----- PAGE EXTRACT -----

By MICHAEL KUNZELMAN
NEW ORLEANS — Police on Saturday arrested a man suspected of fatally shooting a police officer and critically wounding two sheriff’s deputies after allegedly setting fire to a mobile home in south Louisiana, where an elderly man’s body was found.
A Chitimacha tribal officer was pronounced dead at the scene of the shootings in Charenton, while two St. Mary Parish sheriff’s deputies were critically wounded and taken to local hospitals, said Louisiana State Police Trooper Stephen Hammons.
Hammons said the officers were responding to a report of an armed man walking down a road near the Cypress Bayou Casino when Wilbert Thibodeaux, 48, of Charenton allegedly shot them.
“Thibodeaux fired at the Chitimacha Officer, fatally wounding him,” state police said in a news release. “As two St. Mary Deputies, who were in the same car, arrived at the scene Thibodeaux fired multiple shots hitting the deputies. During the encounter, Thibodeaux was shot.”
Investigators found the burned remains of a man after extinguishing a fire at a mobile home that Thibodeaux is suspected of setting before the officers confronted him, Hammons said.
Police identified the deceased man in the mobile home as Eddie Lyons, 78, of Charenton. “Detectives suspect Lyons was shot by Thibodeaux before the fire,” state police said in a news release.
Thibodeaux was treated at a hospital for a gunshot wound that wasn’t considered life-threatening and released, according to Hammons, who said investigators were questioning him Saturday evening. Charges against him are pending.
The state Fire Marshal’s office is investigating the fire.
“Today is a difficult day for our partners in St. Mary Parish,” Col. Mike Edmonson, the State Police superintendent, said in a statement. “My thoughts and prayers are with the deputies and the officer’s families tonight. I know the coming days and weeks will be difficult ones for the men and women of the Chitimacha Police Department and the St. Mary Parish Sheriff’s Office. We will assist their agencies in any way we can during these trying times.”
The casino is run by the Chitimacha Tribe of Louisiana and is less than a quarter-mile from the scene of the shootings. Hammons said the shootings occurred near but not on tribal land.
“Everybody is just in shock. It’s small-town America,” said Jacqueline Junca, the tribe’s secretary and treasurer.
Police didn’t immediately release the names of the officers. Authorities said they will do so at a Monday news conference.
Tribe councilman Toby Darden said the slain officer was married and had two grown children, but he declined to give his name.
“He’s a real great guy. Extremely dedicated to his job. Very brave,” Darden said.
He was one of seven full-time officers who patrol a 260-acre reservation that has roughly 150 homes, a grocery store, a small school and government offices.
“Everybody knows the officers personally,” Darden said. “It’s devastating.”
Junca said the tribe has around 1,200 members, roughly half of whom live on the reservation.
Access to and from the casino was restricted for roughly 90 minutes as a precautionary measure while police responded to the shooting, said casino spokeswoman Nancy Herrington. Charenton is located about 45 miles southeast of Lafayette.
“We are very much in business and have been,” Herrington said later Saturday. “We have events tonight. All of those are taking place.”
A spokeswoman for the sheriff’s office and a tribal police dispatcher referred questions about the shootings to the State Police.
“We’ve got a lot of unanswered questions,” State Police Capt. Doug Cain said.
One of the injured deputies was taken to a hospital in New Orleans and the other was taken to a Lafayette hospital. Both were listed in critical but stable condition Saturday evening, Hammons said.

----- RECORDS PROVIDED -----

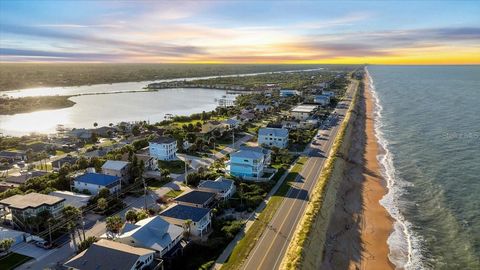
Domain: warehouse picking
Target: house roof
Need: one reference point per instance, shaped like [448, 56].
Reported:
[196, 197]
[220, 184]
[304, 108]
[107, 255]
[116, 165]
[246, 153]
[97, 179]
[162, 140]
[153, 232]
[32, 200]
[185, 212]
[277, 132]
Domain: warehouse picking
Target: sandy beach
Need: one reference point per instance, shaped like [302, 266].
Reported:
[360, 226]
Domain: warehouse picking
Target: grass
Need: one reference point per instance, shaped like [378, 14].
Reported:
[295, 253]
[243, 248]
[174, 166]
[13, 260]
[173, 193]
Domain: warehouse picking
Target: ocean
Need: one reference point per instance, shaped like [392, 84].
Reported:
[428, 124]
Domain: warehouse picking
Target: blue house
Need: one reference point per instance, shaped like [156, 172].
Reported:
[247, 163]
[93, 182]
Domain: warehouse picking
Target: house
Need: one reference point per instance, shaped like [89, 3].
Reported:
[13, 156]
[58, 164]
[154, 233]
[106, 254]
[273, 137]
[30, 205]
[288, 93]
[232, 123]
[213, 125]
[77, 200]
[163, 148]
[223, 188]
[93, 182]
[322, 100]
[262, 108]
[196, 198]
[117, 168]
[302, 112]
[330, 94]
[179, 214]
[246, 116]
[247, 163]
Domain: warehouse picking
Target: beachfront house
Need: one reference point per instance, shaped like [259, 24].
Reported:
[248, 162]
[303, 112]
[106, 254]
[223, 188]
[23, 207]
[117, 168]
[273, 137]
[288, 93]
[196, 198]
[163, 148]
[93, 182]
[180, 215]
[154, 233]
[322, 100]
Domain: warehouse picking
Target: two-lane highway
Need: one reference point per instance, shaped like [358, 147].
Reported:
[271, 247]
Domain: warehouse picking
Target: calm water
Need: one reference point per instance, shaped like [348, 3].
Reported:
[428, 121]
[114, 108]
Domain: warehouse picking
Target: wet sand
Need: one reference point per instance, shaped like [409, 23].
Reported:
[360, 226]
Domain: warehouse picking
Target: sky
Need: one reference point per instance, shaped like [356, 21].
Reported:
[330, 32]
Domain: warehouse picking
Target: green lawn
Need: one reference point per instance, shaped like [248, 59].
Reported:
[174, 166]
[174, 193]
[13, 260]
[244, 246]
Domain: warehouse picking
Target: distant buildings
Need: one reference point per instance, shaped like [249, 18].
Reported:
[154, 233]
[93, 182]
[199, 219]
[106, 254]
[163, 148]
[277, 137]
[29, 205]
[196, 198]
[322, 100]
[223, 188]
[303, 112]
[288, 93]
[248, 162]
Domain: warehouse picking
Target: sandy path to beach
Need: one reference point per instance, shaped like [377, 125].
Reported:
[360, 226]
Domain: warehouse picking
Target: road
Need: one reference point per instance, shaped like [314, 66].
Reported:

-----
----- RECORDS PROVIDED -----

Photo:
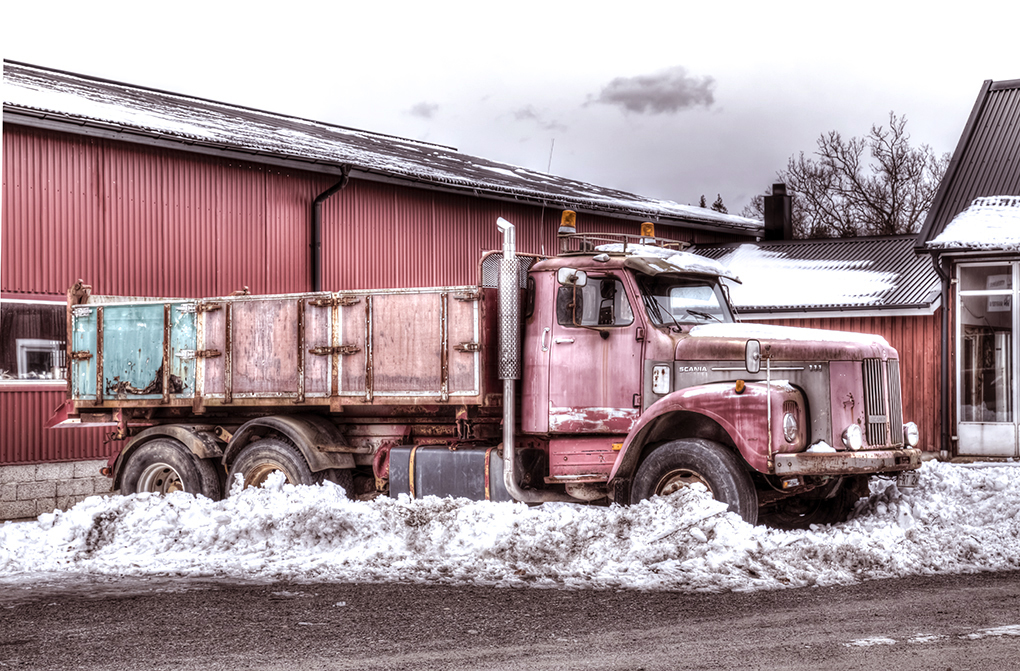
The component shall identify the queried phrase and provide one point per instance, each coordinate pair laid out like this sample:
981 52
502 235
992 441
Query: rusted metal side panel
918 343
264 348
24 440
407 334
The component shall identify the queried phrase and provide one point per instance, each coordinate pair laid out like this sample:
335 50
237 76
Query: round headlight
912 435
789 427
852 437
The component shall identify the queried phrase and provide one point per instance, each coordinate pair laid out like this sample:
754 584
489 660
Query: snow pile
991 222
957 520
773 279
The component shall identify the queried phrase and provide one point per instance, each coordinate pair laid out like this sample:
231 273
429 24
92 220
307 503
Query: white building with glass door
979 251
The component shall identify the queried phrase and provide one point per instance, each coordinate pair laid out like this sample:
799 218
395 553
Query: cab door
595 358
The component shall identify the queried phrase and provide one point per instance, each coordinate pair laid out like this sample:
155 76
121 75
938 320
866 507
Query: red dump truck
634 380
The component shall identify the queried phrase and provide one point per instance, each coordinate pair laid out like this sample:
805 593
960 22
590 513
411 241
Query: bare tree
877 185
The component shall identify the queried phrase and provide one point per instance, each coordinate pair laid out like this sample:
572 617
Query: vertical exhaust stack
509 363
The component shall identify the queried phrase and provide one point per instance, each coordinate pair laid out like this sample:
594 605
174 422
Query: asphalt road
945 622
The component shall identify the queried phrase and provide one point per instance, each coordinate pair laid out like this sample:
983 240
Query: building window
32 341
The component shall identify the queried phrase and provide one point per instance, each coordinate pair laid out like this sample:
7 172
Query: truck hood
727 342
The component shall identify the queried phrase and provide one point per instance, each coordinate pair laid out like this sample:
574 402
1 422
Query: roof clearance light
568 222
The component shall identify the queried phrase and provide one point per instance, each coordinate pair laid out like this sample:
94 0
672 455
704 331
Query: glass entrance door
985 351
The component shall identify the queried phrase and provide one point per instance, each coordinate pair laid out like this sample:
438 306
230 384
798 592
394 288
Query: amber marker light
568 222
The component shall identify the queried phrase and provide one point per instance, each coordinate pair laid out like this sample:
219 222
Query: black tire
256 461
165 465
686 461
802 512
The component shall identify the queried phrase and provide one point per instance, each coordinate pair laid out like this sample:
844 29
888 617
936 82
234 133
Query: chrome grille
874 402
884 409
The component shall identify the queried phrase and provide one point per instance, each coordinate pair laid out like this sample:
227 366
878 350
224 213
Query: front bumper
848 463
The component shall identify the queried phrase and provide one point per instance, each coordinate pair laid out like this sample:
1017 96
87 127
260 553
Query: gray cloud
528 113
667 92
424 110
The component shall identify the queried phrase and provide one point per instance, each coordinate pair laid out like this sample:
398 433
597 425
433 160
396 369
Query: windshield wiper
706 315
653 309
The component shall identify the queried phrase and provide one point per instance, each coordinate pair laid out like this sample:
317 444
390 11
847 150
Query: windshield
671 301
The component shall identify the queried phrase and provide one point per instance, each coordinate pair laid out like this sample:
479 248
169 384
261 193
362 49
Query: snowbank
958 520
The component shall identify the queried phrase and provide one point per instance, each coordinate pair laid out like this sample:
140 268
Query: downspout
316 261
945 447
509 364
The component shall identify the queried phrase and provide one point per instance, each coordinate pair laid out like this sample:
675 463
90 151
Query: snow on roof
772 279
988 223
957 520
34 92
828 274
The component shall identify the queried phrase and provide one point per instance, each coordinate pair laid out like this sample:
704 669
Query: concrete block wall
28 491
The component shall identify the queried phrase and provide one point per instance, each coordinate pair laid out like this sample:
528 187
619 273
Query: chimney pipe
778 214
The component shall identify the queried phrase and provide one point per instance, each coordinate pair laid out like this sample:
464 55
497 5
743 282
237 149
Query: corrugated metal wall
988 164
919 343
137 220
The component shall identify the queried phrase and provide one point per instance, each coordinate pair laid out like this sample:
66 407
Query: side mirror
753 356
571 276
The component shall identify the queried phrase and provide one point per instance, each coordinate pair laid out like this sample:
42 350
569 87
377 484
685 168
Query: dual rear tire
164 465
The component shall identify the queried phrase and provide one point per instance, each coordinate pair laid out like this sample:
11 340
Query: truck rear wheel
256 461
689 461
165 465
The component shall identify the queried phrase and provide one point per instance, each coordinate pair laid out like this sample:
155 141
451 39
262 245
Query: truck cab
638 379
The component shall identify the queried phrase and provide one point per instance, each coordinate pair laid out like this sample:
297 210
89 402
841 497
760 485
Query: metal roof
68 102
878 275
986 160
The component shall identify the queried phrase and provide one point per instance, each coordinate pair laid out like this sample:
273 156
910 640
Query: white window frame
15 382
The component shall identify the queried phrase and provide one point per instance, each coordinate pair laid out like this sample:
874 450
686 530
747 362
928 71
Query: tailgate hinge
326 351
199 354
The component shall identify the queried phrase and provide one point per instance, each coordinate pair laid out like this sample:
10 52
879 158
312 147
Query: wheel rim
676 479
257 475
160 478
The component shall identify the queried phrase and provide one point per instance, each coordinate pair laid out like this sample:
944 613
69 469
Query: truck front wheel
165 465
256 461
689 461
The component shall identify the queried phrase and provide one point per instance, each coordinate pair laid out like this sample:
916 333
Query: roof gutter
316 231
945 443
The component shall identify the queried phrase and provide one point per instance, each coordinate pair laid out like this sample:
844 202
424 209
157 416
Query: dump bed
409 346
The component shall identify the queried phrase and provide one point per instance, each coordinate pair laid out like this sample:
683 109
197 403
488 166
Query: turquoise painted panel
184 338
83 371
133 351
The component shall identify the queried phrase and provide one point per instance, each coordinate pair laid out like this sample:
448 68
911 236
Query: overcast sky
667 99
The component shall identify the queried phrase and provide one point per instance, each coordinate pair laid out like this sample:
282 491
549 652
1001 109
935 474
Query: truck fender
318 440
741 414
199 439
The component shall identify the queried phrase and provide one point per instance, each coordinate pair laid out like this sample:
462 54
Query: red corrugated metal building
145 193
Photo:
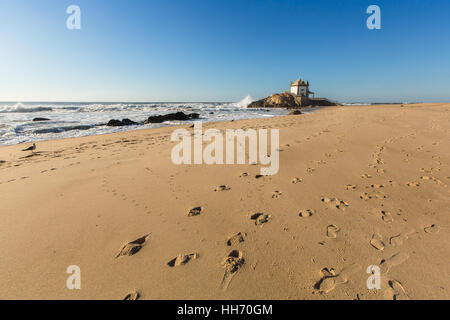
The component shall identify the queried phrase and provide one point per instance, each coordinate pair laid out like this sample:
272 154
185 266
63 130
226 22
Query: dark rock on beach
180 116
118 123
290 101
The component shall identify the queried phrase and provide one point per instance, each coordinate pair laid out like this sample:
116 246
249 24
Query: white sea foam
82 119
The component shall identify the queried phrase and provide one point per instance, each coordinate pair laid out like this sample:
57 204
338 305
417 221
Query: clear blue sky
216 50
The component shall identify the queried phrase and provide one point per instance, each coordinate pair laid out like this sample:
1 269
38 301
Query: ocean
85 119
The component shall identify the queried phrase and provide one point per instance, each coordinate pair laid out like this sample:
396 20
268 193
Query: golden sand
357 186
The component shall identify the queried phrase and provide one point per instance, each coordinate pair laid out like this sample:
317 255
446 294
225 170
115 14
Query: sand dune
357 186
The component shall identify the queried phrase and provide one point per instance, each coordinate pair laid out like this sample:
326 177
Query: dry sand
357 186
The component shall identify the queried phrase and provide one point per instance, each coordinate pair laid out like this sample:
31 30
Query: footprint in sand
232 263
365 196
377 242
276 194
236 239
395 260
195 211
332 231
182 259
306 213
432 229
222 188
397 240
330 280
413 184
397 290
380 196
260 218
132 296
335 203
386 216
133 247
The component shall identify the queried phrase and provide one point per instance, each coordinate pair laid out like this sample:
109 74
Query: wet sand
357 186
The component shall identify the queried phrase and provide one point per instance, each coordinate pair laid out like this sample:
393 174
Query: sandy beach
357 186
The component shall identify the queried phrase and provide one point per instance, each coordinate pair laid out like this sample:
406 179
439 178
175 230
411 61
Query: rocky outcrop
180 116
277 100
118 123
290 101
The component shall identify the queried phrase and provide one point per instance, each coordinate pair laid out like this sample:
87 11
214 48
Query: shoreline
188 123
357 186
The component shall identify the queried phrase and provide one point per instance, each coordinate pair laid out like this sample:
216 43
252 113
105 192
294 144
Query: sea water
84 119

-----
----- RECORDS PROVIDED -----

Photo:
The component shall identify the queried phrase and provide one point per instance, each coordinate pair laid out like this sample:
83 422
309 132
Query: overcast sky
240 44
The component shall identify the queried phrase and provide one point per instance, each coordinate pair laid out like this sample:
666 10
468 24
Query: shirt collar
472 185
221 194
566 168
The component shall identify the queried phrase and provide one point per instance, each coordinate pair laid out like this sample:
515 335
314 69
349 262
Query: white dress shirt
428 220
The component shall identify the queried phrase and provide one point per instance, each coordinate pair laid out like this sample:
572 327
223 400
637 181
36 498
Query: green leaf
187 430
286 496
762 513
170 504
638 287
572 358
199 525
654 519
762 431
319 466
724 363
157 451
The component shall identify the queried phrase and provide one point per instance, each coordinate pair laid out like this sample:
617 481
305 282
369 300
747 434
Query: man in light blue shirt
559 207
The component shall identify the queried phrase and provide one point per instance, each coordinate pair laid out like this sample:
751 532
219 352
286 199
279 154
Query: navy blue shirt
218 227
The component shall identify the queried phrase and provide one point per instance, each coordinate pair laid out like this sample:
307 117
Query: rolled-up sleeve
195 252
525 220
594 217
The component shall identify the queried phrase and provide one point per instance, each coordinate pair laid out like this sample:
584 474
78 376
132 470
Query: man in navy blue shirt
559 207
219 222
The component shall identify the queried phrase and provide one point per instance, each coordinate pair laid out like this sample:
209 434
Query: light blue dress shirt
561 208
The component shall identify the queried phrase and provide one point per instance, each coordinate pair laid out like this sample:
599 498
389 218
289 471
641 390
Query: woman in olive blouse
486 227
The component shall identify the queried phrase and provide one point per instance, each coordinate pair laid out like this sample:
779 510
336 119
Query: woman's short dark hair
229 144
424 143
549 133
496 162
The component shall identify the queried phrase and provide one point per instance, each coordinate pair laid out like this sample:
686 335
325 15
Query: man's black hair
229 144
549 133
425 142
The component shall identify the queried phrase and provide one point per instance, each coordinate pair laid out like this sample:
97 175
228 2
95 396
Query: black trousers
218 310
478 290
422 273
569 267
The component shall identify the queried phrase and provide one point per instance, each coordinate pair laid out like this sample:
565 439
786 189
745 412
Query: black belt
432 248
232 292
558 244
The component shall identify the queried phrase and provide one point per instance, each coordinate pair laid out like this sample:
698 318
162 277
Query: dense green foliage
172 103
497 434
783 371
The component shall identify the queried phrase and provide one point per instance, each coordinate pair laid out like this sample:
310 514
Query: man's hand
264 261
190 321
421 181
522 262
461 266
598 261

-----

• [TASKS FOR THIS EXERCISE]:
**1.** In the article on the Charenton shootings, how many full-time officers patrol the Chitimacha reservation?
**2.** Extract the passage of the article on the Charenton shootings from "Access to and" up to and including "southeast of Lafayette.", word for word.

• [ANSWERS PER TASK]:
**1.** Seven full-time officers.

**2.**
Access to and from the casino was restricted for roughly 90 minutes as a precautionary measure while police responded to the shooting, said casino spokeswoman Nancy Herrington. Charenton is located about 45 miles southeast of Lafayette.